##### Reading passage

A month ago, prospective homebuyers wouldn’t have been able to book an appointment or showing in any of Taylor Morrison’s 30-plus Orlando communities through the company website.
The COVID-19 pandemic has forced the nation’s fifth largest homebuilder to adapt quickly and fast-track its transition to a virtual sales platform. The challenges will leave the company in a stronger position going forward, Orlando Division President Brian Brunhofer told GrowthSpotter.
“We transformed our website and our interactions with people based on the dynamics of a virtual selling world,” Brunhofer said. “In the last week and half, we’ve sold six homes virtually – which doesn’t sound like a lot – but 45 days ago we never would have thought that could be done.”
To be sure, Taylor Morrison is still conducting business in person, within the limitations of social distance protocols. But Brunhofer said the pandemic forced the company to adopt new sales methods and accelerate the use of technology.
“For a while now we’ve been thinking about if there’s a way we can start moving into that age of selling," he said. "The fact that in a very short period of time we got there and we got good at it and have had success is very exciting for a sales team,” he said.
Like other national builders, Taylor Morrison implemented more remote and curbside closings, online design selections and virtual walk-thrus. The key to the company’s success has been constant, daily communication among the executive level staff.

##########

_Required actions:_
**A)** In the article on Taylor Morrison's Orlando sales, how many homes does Brunhofer say the company sold virtually in the last week and a half?
**B)** Go on with the article on Taylor Morrison's shift to virtual home sales, picking up after its last sentence.
The records that come next were taken from a separate source.

##### Record set

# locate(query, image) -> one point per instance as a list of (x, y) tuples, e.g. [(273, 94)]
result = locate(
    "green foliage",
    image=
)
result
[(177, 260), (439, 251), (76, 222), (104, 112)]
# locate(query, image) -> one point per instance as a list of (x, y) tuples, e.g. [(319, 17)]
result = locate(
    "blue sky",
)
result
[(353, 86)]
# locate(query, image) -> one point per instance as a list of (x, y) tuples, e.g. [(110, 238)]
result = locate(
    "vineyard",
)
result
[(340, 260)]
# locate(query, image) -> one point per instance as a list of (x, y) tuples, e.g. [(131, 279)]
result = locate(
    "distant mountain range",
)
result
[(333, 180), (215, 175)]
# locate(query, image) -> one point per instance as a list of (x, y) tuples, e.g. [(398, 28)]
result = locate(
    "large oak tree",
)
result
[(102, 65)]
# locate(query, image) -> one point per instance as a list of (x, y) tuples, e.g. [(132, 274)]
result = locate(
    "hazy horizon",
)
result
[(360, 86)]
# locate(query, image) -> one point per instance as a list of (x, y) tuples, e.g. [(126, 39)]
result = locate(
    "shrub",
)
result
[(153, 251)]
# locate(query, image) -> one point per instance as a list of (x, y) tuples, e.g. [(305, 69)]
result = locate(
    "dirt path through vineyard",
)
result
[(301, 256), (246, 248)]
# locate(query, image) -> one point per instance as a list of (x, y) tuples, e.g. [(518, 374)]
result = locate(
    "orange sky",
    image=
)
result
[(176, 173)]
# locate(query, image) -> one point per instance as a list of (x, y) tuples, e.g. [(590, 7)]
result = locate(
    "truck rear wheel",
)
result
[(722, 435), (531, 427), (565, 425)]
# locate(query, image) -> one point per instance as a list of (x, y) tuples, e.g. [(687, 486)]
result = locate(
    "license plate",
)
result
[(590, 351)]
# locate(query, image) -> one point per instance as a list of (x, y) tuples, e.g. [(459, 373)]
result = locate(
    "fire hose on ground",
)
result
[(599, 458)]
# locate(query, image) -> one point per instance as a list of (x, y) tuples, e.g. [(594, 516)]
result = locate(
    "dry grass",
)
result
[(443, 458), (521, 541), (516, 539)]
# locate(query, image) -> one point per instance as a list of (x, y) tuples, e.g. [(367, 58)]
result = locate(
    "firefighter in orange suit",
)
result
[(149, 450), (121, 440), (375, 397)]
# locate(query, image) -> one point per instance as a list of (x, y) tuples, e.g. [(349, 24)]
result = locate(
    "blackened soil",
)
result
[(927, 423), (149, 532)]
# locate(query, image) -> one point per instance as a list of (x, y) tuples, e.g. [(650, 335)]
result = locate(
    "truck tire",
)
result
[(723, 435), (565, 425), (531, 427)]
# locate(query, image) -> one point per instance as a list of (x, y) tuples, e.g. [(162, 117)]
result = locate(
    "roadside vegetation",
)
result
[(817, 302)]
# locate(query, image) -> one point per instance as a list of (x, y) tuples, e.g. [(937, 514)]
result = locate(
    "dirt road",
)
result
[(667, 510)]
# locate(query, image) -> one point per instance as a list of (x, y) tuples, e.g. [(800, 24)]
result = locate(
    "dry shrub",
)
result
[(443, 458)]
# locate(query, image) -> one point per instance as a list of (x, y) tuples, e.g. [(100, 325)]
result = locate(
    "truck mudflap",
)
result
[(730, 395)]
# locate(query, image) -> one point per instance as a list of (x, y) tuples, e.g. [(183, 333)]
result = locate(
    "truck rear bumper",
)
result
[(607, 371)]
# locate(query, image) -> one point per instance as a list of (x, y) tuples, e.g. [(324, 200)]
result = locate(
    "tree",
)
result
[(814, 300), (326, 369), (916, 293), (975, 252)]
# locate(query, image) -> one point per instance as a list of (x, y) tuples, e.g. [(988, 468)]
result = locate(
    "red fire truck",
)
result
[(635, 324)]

##########

_Answers given:_
**A)** Six homes.

**B)**
Brunhofer said the company began holding daily conference calls with all division presidents in the weeks leading up to the February closing of Taylor Morrison’s $2.4 billion acquisition of California-based William Lyon Homes. Those daily “huddles” continued following the onset of the coronavirus pandemic.
“The times we’re going through right now, it has been monumental that we can talk about things across the country every single day, and the transparency is key,” he said.
The company released its 1st Quarter earnings ahead of schedule, and announced that Chairman and CEO Sheryl Palmer would forego a scheduled $3 million equity bonus. All company executives and division presidents voluntarily took 25% pay cuts during the federally imposed shut down periods.
“That’s just everybody taking a step back and, not just our company but a lot of other companies, saying how do we proactively get after doing what’s best for the company,” he said. “And that was certainly an important step for not only division presidents, but the rest of the executive team as well. So we’ve done everything we can to address the current market environment and figure out how we’re going to forecast out the impacts this had.”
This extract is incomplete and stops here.